### REQUIREMENT
Copy the items starting at the first one and ending at the line that contains "191 214 332 262", increasing every bounding-box coordinate by 104 and keeping all other wording unchanged. Leave the pictures out of your copy.

····················

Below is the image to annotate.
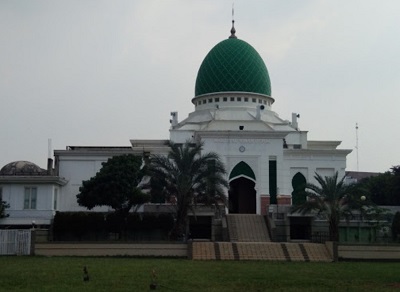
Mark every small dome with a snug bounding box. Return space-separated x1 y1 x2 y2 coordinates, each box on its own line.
0 161 46 175
195 37 271 96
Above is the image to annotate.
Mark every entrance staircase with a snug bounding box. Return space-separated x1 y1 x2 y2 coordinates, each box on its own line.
226 214 271 242
191 214 332 262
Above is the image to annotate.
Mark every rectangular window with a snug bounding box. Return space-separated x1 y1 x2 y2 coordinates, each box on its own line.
24 187 37 209
269 157 278 204
53 188 58 210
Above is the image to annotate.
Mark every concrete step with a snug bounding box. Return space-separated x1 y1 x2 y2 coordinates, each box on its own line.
226 214 271 242
191 242 332 262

····················

### RIGHT ANSWER
Below is the image to annotate.
Mark every small dome with a snug bounding box. Return space-separated x1 y1 x2 y2 coordinates, each box on its own line.
104 265 150 279
299 141 375 200
Above is the image to annotate.
Mark every entrance staircase with a snug bounding box. Return space-separated x1 y1 x2 y2 coordinates, each box on its own line.
330 318 375 346
295 318 436 366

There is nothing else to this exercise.